PROBLEM DESCRIPTION → Count the lines in the listing below that contain the string "Query", with case counting, and reply with only that number.

RECORDS FOR THE TASK →

==========

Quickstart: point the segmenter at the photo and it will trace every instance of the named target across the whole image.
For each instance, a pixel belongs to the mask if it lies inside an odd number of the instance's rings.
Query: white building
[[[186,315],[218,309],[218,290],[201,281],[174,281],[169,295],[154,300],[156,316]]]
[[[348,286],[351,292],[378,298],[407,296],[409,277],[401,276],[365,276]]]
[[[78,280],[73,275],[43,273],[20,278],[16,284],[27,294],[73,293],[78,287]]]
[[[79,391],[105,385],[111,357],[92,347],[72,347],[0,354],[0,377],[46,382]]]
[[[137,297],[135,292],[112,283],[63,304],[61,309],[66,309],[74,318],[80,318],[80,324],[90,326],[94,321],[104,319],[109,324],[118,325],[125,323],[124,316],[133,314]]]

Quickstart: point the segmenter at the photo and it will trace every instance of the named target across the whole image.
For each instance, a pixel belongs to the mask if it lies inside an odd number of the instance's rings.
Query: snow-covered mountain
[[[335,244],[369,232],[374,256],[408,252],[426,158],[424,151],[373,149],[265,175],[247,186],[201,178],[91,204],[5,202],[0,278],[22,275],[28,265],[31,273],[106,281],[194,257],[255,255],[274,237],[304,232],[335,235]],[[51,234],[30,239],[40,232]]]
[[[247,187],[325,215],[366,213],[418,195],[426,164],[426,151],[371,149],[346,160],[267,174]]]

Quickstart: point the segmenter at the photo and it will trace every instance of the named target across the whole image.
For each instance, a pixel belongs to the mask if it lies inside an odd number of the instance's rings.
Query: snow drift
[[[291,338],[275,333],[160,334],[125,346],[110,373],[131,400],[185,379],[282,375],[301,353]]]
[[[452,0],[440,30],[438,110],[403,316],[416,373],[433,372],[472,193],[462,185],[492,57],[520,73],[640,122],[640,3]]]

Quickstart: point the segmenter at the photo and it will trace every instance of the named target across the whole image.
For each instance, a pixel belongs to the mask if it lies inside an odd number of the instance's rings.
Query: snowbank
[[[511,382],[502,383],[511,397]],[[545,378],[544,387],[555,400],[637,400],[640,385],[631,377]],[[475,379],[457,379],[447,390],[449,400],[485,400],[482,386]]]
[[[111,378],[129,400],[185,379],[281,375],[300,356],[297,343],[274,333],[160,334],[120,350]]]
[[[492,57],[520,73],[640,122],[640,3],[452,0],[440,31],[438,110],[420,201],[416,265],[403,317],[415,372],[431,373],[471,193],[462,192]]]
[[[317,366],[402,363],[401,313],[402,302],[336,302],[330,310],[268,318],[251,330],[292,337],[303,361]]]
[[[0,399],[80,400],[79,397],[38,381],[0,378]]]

==========

COMPLETE RESPONSE → 4